-- Start of PROVIDED DATA --

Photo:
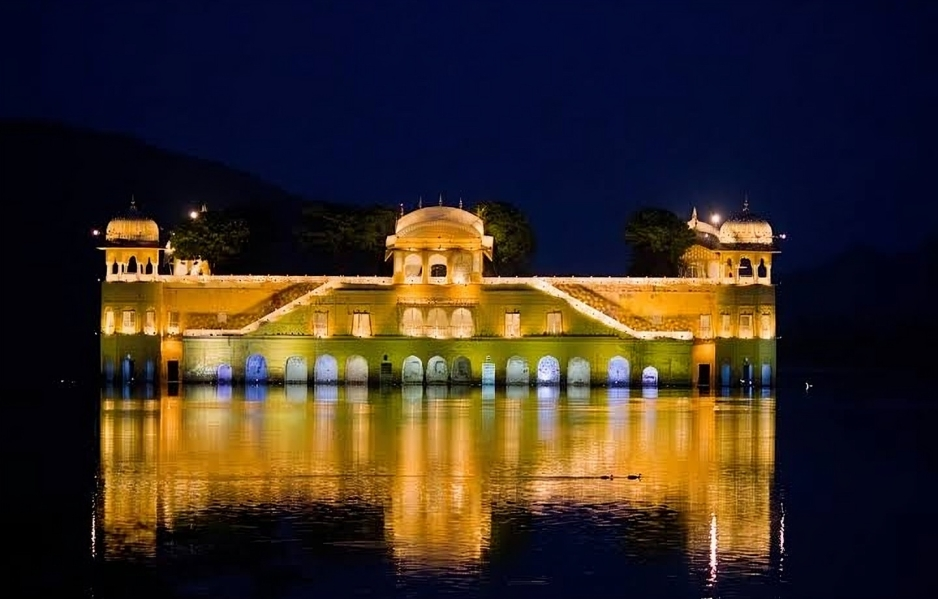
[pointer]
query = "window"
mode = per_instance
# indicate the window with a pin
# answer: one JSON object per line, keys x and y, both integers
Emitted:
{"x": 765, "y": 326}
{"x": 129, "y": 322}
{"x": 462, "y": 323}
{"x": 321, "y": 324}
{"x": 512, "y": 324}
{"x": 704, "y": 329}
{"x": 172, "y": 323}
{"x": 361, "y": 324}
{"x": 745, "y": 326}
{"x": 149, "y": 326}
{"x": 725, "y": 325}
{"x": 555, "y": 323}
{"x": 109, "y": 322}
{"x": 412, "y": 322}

-- End of PROVIDED DATA --
-- Start of PROVIDED DATA --

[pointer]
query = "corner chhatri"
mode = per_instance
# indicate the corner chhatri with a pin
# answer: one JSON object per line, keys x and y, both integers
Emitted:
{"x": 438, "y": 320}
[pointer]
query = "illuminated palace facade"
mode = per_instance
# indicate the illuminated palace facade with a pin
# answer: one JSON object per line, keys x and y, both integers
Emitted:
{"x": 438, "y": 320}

-- End of PROVIDED DATA --
-- Start of PROVIDED DATA --

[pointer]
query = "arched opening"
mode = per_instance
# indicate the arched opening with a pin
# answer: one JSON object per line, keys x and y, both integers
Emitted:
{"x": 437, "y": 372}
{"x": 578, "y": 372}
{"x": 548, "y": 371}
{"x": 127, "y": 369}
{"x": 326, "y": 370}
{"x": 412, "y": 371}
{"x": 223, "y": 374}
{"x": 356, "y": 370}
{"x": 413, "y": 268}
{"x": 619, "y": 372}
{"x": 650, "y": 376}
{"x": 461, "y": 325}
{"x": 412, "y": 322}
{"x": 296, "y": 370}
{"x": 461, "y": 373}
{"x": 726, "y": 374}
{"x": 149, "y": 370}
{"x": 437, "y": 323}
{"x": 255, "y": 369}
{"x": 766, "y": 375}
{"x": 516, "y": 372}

-- End of PROVIDED DATA --

§ PROBLEM STATEMENT: Report every line of the material above that contains the string "opening". Matching is case-sensitive.

§ FINISHED EXERCISE:
query = "arched opening"
# indicate the arched opening with a pin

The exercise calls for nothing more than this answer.